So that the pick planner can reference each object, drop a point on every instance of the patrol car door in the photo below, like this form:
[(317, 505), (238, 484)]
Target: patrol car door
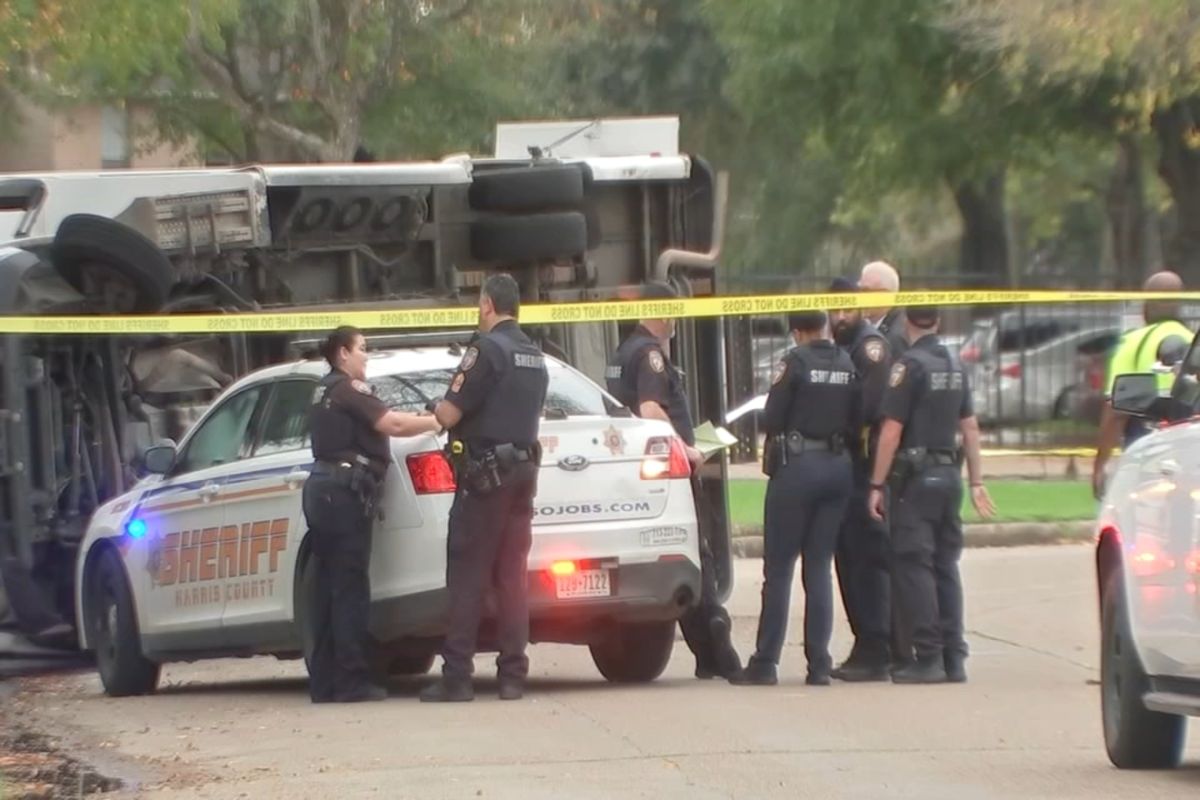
[(190, 554), (264, 506)]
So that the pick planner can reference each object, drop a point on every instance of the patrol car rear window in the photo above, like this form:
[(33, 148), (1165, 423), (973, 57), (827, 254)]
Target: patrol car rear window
[(569, 391)]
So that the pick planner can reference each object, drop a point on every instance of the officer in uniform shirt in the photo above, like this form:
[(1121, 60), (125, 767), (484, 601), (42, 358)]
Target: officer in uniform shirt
[(492, 409), (349, 429), (927, 403), (810, 417), (864, 554), (641, 376), (881, 276)]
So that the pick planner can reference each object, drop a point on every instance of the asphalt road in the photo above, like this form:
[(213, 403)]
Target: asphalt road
[(1025, 726)]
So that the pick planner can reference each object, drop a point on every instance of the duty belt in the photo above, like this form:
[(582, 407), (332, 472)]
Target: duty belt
[(797, 443)]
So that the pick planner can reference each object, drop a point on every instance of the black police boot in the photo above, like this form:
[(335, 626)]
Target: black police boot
[(955, 668), (757, 673), (922, 671), (727, 660), (449, 691), (511, 689), (851, 662)]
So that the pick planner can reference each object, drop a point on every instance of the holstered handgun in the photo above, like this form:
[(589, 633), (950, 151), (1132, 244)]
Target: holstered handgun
[(774, 455)]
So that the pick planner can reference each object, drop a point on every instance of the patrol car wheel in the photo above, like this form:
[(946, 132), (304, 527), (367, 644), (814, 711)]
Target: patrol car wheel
[(528, 188), (102, 258), (529, 239), (123, 669), (1135, 738), (634, 653)]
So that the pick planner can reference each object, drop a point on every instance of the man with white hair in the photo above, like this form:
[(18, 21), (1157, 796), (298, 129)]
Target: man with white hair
[(881, 276)]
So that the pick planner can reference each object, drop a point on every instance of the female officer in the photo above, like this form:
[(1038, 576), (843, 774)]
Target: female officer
[(349, 428)]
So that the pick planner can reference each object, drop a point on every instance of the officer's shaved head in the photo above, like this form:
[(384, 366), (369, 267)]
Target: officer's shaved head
[(504, 293), (880, 276), (807, 322), (1156, 311)]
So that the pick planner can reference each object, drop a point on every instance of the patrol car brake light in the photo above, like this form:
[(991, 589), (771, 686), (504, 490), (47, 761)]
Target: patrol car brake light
[(665, 458), (1150, 560), (431, 473)]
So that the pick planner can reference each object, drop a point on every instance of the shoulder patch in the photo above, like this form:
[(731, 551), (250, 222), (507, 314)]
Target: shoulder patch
[(779, 372), (657, 361)]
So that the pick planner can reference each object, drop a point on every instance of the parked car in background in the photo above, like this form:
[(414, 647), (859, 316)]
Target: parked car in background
[(1041, 362), (1147, 569)]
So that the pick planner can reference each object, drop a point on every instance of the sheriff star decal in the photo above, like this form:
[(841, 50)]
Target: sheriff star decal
[(779, 372), (615, 441), (468, 359)]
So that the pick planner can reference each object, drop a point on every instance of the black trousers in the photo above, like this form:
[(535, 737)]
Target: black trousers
[(489, 548), (707, 626), (341, 543), (863, 559), (804, 506), (927, 543)]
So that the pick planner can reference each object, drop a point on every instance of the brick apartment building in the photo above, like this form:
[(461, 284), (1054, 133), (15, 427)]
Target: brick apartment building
[(88, 137)]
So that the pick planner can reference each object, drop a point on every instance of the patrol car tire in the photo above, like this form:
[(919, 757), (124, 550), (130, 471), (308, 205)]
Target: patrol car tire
[(85, 241), (531, 238), (527, 188), (1134, 737), (124, 671), (634, 653)]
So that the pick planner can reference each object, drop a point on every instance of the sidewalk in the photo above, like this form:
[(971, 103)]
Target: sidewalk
[(1023, 464)]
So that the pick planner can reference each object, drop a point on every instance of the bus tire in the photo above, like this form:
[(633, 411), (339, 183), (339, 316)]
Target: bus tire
[(88, 246)]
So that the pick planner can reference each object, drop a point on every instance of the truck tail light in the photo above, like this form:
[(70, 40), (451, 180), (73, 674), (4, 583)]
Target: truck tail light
[(431, 473), (665, 458)]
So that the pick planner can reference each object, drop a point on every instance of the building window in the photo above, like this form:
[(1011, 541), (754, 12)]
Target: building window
[(114, 138)]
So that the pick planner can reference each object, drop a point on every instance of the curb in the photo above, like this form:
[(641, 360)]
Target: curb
[(748, 540)]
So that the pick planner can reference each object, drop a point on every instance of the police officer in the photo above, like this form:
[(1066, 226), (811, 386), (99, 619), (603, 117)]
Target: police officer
[(641, 376), (927, 403), (349, 428), (864, 554), (492, 409), (809, 419), (1138, 352), (881, 276)]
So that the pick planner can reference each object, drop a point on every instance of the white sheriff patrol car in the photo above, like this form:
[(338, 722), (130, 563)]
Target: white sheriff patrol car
[(1147, 567), (208, 555)]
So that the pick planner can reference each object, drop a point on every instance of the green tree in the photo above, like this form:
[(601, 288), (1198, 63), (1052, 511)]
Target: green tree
[(1138, 60), (304, 79), (899, 101)]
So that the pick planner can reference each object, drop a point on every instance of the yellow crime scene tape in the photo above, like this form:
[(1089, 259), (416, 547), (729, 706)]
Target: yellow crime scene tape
[(551, 313)]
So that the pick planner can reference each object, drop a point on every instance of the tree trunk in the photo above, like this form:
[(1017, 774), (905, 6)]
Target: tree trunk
[(1179, 166), (984, 246), (1126, 203)]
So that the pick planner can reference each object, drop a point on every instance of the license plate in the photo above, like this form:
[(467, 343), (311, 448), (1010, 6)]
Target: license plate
[(585, 583)]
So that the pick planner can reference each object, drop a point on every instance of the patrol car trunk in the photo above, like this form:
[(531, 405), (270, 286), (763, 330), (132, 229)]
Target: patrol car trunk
[(601, 469)]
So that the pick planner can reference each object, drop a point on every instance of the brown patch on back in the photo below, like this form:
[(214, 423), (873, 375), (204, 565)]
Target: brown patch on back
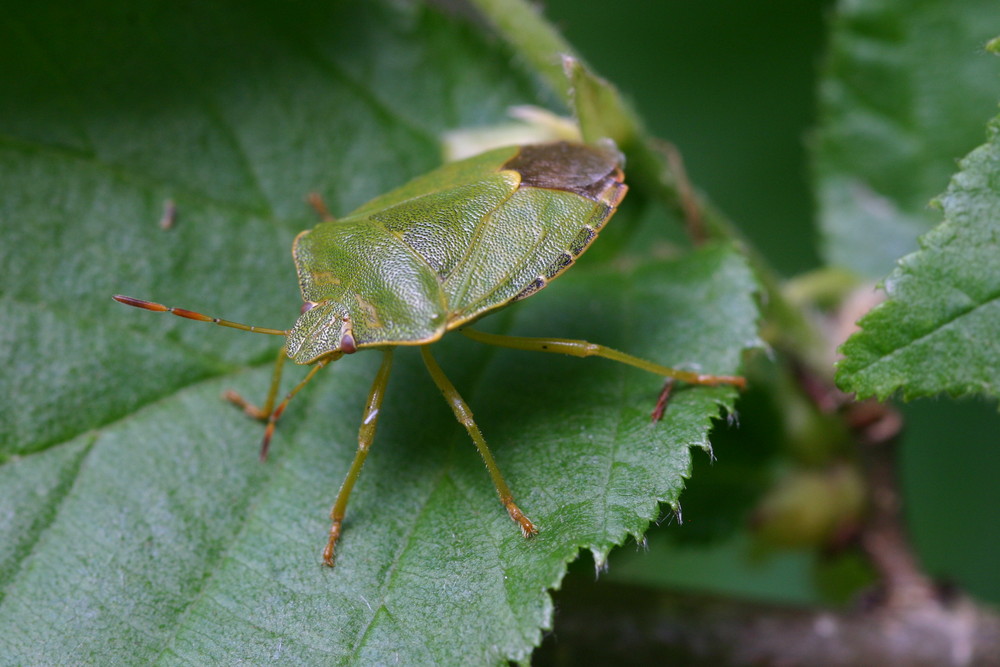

^^^^

Copy the whole listing above word for word, from start to finish, and leave out the pictures.

So that the pick planner can reference each object, drop a point on every instance of the patrol car door in the photo below, like this form:
[(317, 505), (238, 484)]
Target: patrol car door
[(190, 554), (264, 506)]
So that the pick planner can reference each object, drop a point on every instance of the patrol car rear window in the photo above, like this form:
[(33, 148), (1165, 423), (973, 57), (827, 254)]
Target: patrol car rear window
[(569, 391)]
So that the pick planner can reference each object, drop a point on every instance of the officer in uniform shirt in the photo above, like this form:
[(1121, 60), (125, 767), (484, 601), (42, 358)]
Target: officer in uniform shirt
[(492, 409), (349, 429), (927, 403), (810, 417), (864, 554), (641, 376), (881, 276)]
So that the pick planner can reference each object, drop a point on every instance of the asphalt road in the photo above, like this form:
[(213, 403)]
Target: asphalt road
[(1025, 726)]
So that the pick planner can reference each object, drop a point on every instance of the duty belt in the photo above, like this form:
[(582, 407), (332, 472)]
Target: duty belt
[(797, 443)]
So that the pick planner can reference each object, drop a point on every instance of the black police boot in the photo above, like this form:
[(335, 626)]
Target: black police boot
[(955, 668), (757, 673), (922, 671), (727, 660), (449, 691), (511, 689), (851, 662)]
So that the pick planner can reference each object, drop a point on every instance of the holstered handgun in the photo above, like this form:
[(589, 633), (950, 151), (1132, 244)]
Target: holstered handgun
[(774, 455)]
So that the pick planner can reference each object, drop a point on every instance of the patrol car wheel in the photo above, like this form:
[(946, 132), (304, 527), (367, 644), (814, 711)]
Target: patrol car wheel
[(528, 188), (102, 258), (529, 239), (123, 669), (1135, 738), (634, 653)]
So that the pick planner can reference each object, drop a point on every instance of the man with white hair in the photo above, like this form:
[(18, 21), (1157, 796), (298, 129)]
Target: man with white hair
[(881, 276)]
So that the pick planner can reference each object, drop a point on every instance of the female officer in the photo above, like this form:
[(1038, 576), (843, 774)]
Target: female officer
[(349, 428)]
So that the pick planner can reference each object, drop a point on every instance of the officer's shaved head in the photo above, like this form:
[(384, 366), (369, 267)]
Target: officer's shaved head
[(504, 293), (880, 276), (807, 322), (1156, 311)]
So that the pick planner can reference each object, drop a point on every instance of the patrol car brake light in the photo above, like this form:
[(991, 589), (771, 686), (504, 490), (47, 761)]
Target: patrol car brake light
[(665, 458), (1150, 560), (431, 473)]
So that the pick planner can reference each object, drop a point on every instance of the shoulder patch in the photo above, like this form:
[(731, 551), (250, 222), (507, 314)]
Target: shoulder patch
[(779, 372), (657, 361)]
So that the pick planner can reference each object, drop a point on every instance of the parked car in background in the photo above, like this form:
[(414, 647), (859, 316)]
Target: parked car in background
[(1041, 362), (1147, 569)]
So that the pick planner can reference each object, drop a point on every instance of the sheriff star decal in the photo above, like this form:
[(841, 50)]
Target: sheriff star decal
[(779, 372), (615, 441), (468, 359)]
So that the pick planner can reference each object, drop a point on every instance of the black trousers in the photo above, like this form:
[(535, 737)]
Target: black trousers
[(489, 548), (707, 626), (341, 543), (863, 559), (804, 506), (927, 543)]
So that the pick planner can reference each object, drop a point on every instance of the brick apartment building in the photo above, like this form:
[(461, 284), (1054, 133), (15, 427)]
Target: brick apartment building
[(88, 137)]
So that the pick planner can reference each object, drop a point on every instance of the patrol car tire in the photo above, like this form:
[(919, 757), (124, 550), (130, 471), (308, 205)]
Target: patrol car tire
[(85, 241), (531, 238), (527, 188), (1134, 737), (124, 671), (634, 653)]
So that the pick planner can reference each object, drop a point on every instance of the sidewalk in the photo above, like this form:
[(971, 103)]
Target: sidewalk
[(1023, 464)]
So that the pick planner can reference each object, drop a point on every instance of the bus tire in the photo above, like this form:
[(633, 411), (339, 183), (339, 316)]
Target: bus tire
[(88, 246)]
So that the pick planner can reference each object, drop a point on every instance of the truck tail light in the photo above, like this form:
[(70, 40), (451, 180), (73, 674), (4, 583)]
Target: truck tail light
[(431, 473), (665, 458)]
So that the pick planner can reference each object, drop a point on every instance of the building window in the photo above, like this form:
[(1011, 541), (754, 12)]
Target: building window
[(114, 138)]
So that the pick planner can reference each object, drop a point on every instance of the curb in the photo above, like this form:
[(641, 360)]
Target: curb
[(748, 540)]
So that the pick planner can reference each object, drop a point on every instance of the police officer in the photo above, like this form:
[(1066, 226), (811, 386), (99, 619), (603, 117)]
Target: police officer
[(641, 376), (927, 403), (349, 428), (864, 554), (492, 409), (809, 419), (1138, 352), (881, 276)]
So that the pick planner can reference each object, drop a point on every instance of the white sheriff patrol car in the photo above, like this form:
[(338, 722), (130, 563)]
Target: white sheriff patrol car
[(1147, 567), (208, 555)]
So that the pick planner can reference each object, drop a point on every instance of the green tree in the photo above, like this form:
[(601, 288), (1198, 63), (1052, 511)]
Target: green tree
[(1138, 60), (304, 79), (899, 101)]
So that the pick planner can reference each object, drop a point on every instance of the yellow crime scene tape in the photo above, like this form:
[(1089, 259), (416, 547), (729, 706)]
Target: yellow crime scene tape
[(551, 313)]
So that the pick planner can reference each object, drop a point on every instance of the tree trunk in the photo above, like this form:
[(1017, 774), (905, 6)]
Target: tree trunk
[(1179, 166), (984, 246), (1126, 203)]
So that the pick planner can reference each object, drop a point on every instance of the license plate in the photo above, like this form:
[(467, 343), (311, 448), (1010, 6)]
Target: license plate
[(585, 583)]
So that the pick planner can reference each object, drop a point on every instance of the patrol car trunk in the photo above, like this form:
[(531, 405), (270, 286), (763, 330), (132, 229)]
Target: patrol car trunk
[(601, 469)]
So that the pick planner can reference each object, drop a point on every instance of the brown patch on back in the photo below, like this form:
[(214, 423), (873, 375), (204, 565)]
Target: brown patch on back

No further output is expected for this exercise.